§ **WRITTEN PROBLEM**: Extract every line below that contains the word "shed", copying each one in full.

§ **INPUT ROWS**:
begin

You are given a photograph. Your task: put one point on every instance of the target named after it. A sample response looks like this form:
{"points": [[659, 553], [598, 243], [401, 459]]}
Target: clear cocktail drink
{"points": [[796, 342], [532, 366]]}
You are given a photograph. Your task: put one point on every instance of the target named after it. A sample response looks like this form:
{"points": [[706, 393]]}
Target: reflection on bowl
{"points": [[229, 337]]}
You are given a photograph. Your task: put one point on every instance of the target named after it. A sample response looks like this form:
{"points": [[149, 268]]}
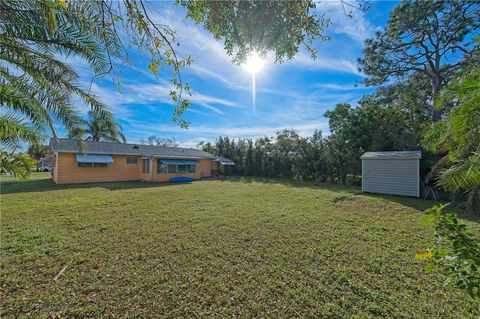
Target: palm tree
{"points": [[458, 137], [100, 130], [34, 82]]}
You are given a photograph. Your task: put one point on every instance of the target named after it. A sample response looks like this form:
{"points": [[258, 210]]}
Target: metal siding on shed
{"points": [[391, 176]]}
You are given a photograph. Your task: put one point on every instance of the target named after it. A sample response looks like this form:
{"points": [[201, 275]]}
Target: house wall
{"points": [[391, 176], [202, 170], [67, 170]]}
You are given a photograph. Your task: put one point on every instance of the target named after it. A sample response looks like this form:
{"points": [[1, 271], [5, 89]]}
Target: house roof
{"points": [[392, 155], [72, 146]]}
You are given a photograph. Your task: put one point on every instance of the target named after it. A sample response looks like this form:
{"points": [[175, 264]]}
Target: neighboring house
{"points": [[108, 162]]}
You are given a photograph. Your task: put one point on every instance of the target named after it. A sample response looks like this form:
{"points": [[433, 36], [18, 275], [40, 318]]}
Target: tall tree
{"points": [[429, 37], [457, 137]]}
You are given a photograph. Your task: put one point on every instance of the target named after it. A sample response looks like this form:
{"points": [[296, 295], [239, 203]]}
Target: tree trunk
{"points": [[436, 111]]}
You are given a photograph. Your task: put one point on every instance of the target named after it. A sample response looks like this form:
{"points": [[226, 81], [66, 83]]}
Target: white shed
{"points": [[394, 173]]}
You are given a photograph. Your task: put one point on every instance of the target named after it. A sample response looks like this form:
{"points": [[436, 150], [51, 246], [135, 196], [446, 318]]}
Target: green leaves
{"points": [[281, 27], [100, 126], [17, 165], [458, 137], [424, 37], [456, 252]]}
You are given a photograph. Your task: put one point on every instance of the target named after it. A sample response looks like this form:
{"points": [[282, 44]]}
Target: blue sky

end

§ **FULL ANSWER**:
Target: metal siding on shed
Target: white shed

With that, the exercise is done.